Begin

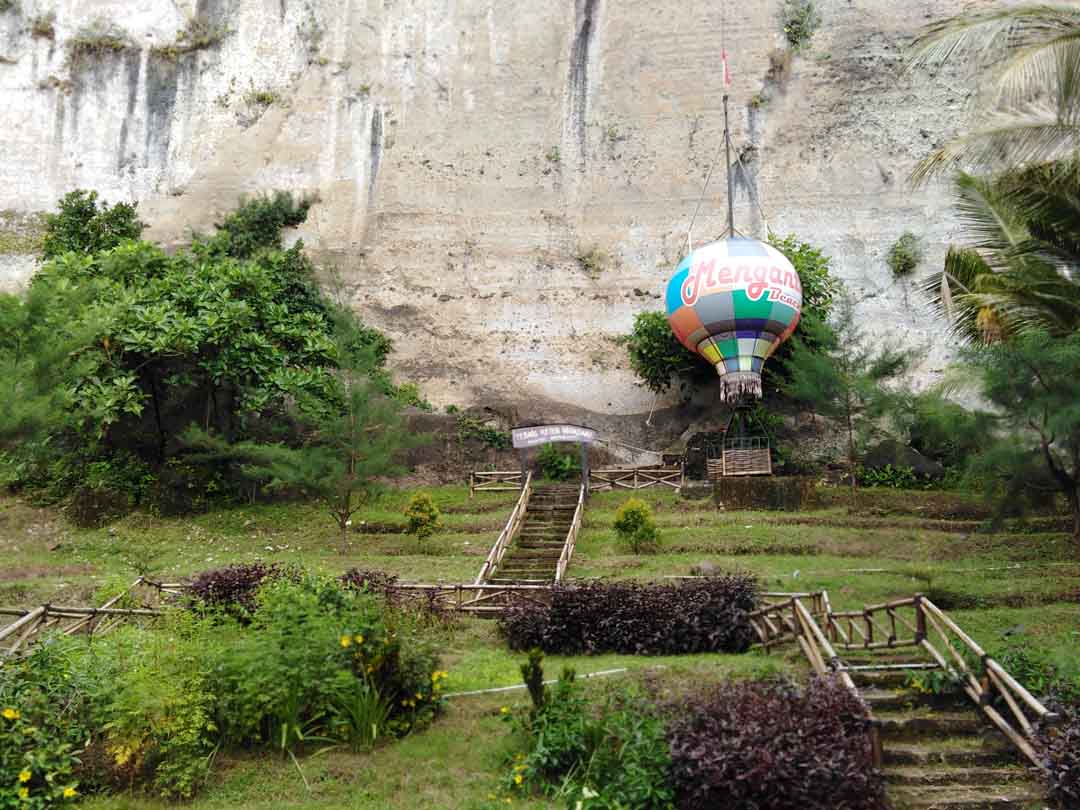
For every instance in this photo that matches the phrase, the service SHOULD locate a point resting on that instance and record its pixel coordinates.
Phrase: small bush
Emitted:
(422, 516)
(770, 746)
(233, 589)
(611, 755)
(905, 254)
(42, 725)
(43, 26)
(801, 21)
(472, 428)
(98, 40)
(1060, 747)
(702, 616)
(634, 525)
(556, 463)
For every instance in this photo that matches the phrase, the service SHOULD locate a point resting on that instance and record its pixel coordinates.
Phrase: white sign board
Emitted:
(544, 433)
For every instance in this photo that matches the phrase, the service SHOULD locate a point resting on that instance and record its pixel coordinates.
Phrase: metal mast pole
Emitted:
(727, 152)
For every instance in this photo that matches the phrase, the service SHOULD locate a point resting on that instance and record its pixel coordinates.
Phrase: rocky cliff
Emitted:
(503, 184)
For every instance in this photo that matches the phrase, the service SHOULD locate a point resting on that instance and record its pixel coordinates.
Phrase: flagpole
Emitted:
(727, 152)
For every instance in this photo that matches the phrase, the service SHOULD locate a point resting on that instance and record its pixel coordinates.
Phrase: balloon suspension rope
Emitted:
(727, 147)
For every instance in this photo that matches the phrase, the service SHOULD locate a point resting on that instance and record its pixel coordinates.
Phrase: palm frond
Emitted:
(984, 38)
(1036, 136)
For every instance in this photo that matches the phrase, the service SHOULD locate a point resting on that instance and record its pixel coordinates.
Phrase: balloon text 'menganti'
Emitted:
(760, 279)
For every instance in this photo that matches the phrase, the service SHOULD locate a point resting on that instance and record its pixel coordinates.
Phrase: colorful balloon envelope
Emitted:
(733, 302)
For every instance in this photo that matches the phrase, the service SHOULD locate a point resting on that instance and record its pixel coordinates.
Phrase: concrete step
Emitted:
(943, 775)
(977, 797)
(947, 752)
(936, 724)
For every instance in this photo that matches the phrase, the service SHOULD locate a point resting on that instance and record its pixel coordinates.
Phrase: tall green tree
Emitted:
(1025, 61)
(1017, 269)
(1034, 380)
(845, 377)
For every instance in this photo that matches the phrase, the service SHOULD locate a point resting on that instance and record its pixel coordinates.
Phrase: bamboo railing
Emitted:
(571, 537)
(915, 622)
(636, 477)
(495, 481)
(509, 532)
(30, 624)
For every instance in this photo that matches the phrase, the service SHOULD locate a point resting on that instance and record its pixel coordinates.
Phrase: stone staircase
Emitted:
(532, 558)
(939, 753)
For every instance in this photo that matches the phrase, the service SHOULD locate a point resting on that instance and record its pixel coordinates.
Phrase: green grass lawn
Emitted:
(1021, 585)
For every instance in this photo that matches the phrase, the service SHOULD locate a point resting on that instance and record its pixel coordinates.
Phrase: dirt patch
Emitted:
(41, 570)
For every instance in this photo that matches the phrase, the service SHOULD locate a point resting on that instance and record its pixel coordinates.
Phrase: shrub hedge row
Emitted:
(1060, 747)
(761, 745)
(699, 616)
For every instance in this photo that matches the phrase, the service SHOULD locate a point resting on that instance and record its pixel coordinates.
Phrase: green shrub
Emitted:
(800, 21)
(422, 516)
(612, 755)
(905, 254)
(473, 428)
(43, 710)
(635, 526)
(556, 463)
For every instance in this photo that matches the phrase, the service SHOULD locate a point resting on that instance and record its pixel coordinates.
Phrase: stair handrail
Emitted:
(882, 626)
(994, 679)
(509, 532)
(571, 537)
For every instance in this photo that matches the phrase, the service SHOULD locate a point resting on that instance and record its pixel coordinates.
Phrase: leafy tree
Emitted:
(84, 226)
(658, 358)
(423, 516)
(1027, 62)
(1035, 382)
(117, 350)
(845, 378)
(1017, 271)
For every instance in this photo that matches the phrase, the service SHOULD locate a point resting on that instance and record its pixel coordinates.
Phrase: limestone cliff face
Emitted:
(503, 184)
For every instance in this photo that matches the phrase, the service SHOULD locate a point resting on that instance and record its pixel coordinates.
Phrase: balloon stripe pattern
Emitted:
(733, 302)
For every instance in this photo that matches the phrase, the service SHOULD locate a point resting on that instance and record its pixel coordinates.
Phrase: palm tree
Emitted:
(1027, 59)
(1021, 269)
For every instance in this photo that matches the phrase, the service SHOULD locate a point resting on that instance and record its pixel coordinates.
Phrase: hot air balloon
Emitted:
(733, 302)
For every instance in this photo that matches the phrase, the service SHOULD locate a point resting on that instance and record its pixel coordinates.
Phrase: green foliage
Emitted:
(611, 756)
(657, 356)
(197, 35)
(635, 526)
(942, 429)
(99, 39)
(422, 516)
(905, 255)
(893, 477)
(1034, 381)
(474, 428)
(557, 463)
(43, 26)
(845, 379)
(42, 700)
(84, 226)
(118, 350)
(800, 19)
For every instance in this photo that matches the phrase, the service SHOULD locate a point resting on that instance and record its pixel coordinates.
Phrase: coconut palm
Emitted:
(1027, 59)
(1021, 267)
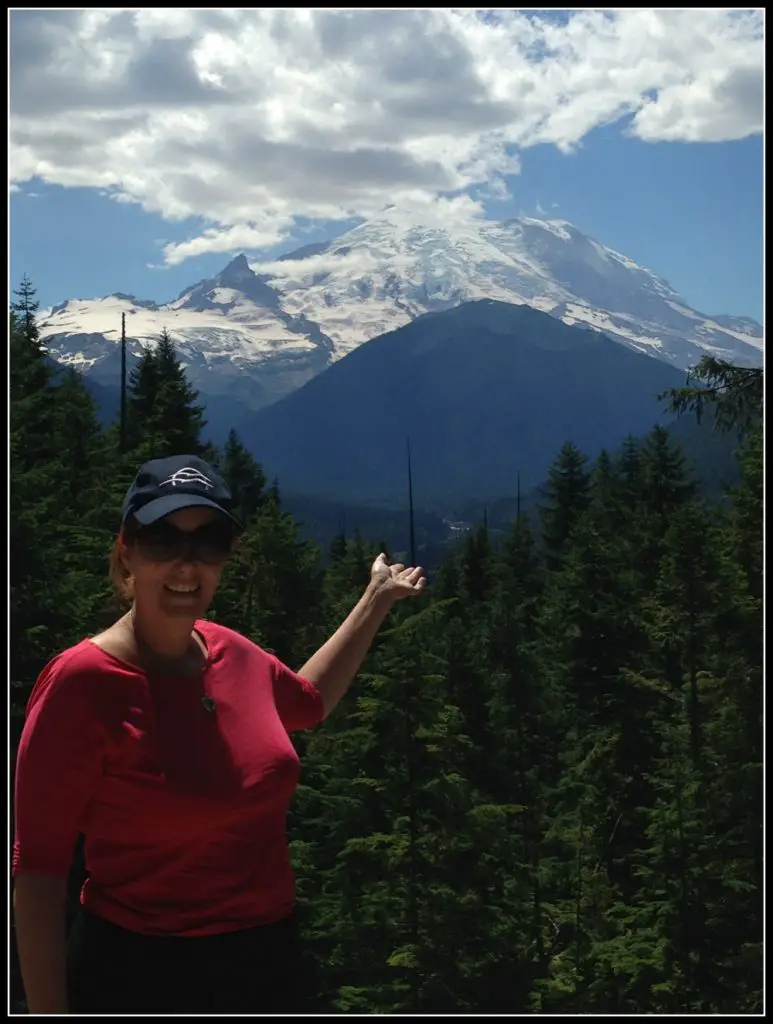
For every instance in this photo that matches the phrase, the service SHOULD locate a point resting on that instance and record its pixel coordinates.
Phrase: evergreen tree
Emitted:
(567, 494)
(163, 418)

End

Instructions for the task:
Pictures are to be left out; the records above must be repeated word for word.

Finished answer:
For every instance in this photo that matches the phrase, the service SHOULD locate a point resting on that instance and record its pixel coordinates.
Phrase: small bush
Emitted:
(422, 516)
(770, 746)
(233, 589)
(611, 755)
(905, 254)
(42, 725)
(43, 26)
(801, 21)
(472, 428)
(98, 40)
(1060, 747)
(702, 616)
(634, 525)
(556, 463)
For every instance in this photo that matches the phrase, the service SHOULD locate a point resting on that instance and record its pixel coordinates.
Phrase: white sign board
Emitted:
(544, 433)
For every instance in this photo that matches the phrase, the service SHOULD locate a point resting on that instance and record its pixel coordinates.
Phrase: metal mast pole
Emitted:
(727, 152)
For every instance in this photo that matches the phrase, the service SHOULD locate a point resting on that instance and record its pixel coordinates.
Phrase: rocky cliff
Emitted:
(503, 184)
For every instance in this photo that matches the phrase, the service SHOULD locate a point resting on that instance and record its pixel coordinates.
Phrase: flagpole
Emitted:
(727, 152)
For every instance in this photo that matches the phrase, the service SHOULD locate a point resting on that instance and record its pixel coordinates.
Phrase: balloon suspension rope
Emitted:
(727, 147)
For every instance in this photo that matches the phrase, the service SHOULD locate a point resting on that instance and record its pixel coordinates.
Phrase: palm frond
Emitted:
(984, 38)
(1036, 136)
For every instance in this photo that matches the phrase, the service SHOULD locate a point resting on that instance and record its pixel coordinates.
Phrase: balloon text 'menganti'
Emitted:
(760, 279)
For every instance in this photo that matches the phrase, the service SHOULD locate a point resting on that instance and record its pixel coordinates.
Phrase: colorful balloon envelope
Emitted:
(733, 302)
For every instance in this photo that matches the phrase, the service SHOULD locate a point resting on that instance and record its pixel coordinates.
Phrase: concrete step
Emitted:
(943, 775)
(977, 797)
(947, 752)
(936, 724)
For every instance in this photo that matches the phrase, the service SHOULD locate a point resting on that instance and record its pixel coordinates.
Phrase: tall green tree
Emitted:
(1025, 61)
(1017, 269)
(1034, 380)
(845, 377)
For every instance in this photo that matches the phrase, the service SHOULD locate a point resting on that instance and record its pixel coordinates.
Phrase: bamboo railing
Emitted:
(571, 537)
(915, 622)
(636, 477)
(495, 481)
(509, 532)
(30, 624)
For every instance in this photo that matches the phrase, the service SHOULD locate a point resting on that instance and record its pixel coordinates.
Phrase: stone staircase
Emitted:
(532, 558)
(939, 753)
For every instance in this photo that matches the phrase, the service SHOULD locate a point resting on that instance and record its pixel coordinates.
Phrase: green grass lawn
Emitted:
(1021, 585)
For every instance in this photo that matches the phrase, the service SHOULD locate a point resting on that instance and record its pixel coordinates.
Phrase: dirt patch
Emitted:
(41, 570)
For every instance in this photo that matches the phrase, the service SHOULD locate a point resting on that instance and record its pixel coordinates.
Phrase: shrub hedge row
Emitted:
(1060, 747)
(761, 745)
(699, 616)
For every instance in this photo that matches the phrase, the service SHOULD locate a point resting on that instance and record its pixel coordinates.
Phrase: green shrub
Emitted:
(800, 21)
(422, 516)
(612, 755)
(905, 254)
(473, 428)
(43, 710)
(635, 526)
(556, 463)
For every instance in this photo that matches the phrase, the service SHOULD locate a point resting on that instance and record its pixel coordinates.
Phrase: stair handrail
Emitted:
(882, 626)
(994, 679)
(509, 532)
(571, 537)
For every instance in this photo that matches the phrase, the service SHOULD locate a point resting on that instance and record its pixel coordinates.
Phrase: leafy tree
Emitted:
(84, 226)
(658, 358)
(423, 516)
(1027, 62)
(1035, 382)
(117, 350)
(845, 378)
(1017, 271)
For every instance in this photo that matches the phrase, the service SHOULD locate a point resting on that instance and record its pixel coordinates.
Phrase: limestone cliff face
Emitted:
(503, 184)
For every instance in this photo that matches the phrase, the service SHOULD locate a point resting on that instance and record its pixel coordinates.
Phrase: balloon stripe pattern
Emitted:
(733, 302)
For every instance in this photo that matches the phrase, the service SHOULD locate a point resting on that instance and record its pixel coordinates.
Phrase: palm tree
Emitted:
(1027, 59)
(1021, 269)
For every instance in this photo that matches the phrase, the service SHOULD locate a point resting on that instance and record its pixel coordinates.
Phrase: hot air balloon
Emitted:
(733, 302)
For every instance in this photo that matches the phrase, the service SHOULD locate a point resting on that instance and record its pixel coordinates.
Phrase: green foliage
Emitted:
(611, 756)
(657, 356)
(197, 35)
(635, 526)
(942, 429)
(99, 39)
(422, 516)
(905, 255)
(893, 477)
(1034, 381)
(474, 428)
(557, 463)
(43, 26)
(845, 379)
(42, 700)
(84, 226)
(118, 350)
(800, 19)
For every instance in this photo that matches the phrase, the service SHOULD locate a point resting on that instance and record its pixel coordinates.
Phrase: coconut palm
Emitted:
(1027, 59)
(1021, 267)
For every instance in this photo that matches the phrase, the service SHOULD locate a point resting on that instance and record its pixel coordinates.
Phrase: evergreen tree
Emitted:
(567, 494)
(163, 418)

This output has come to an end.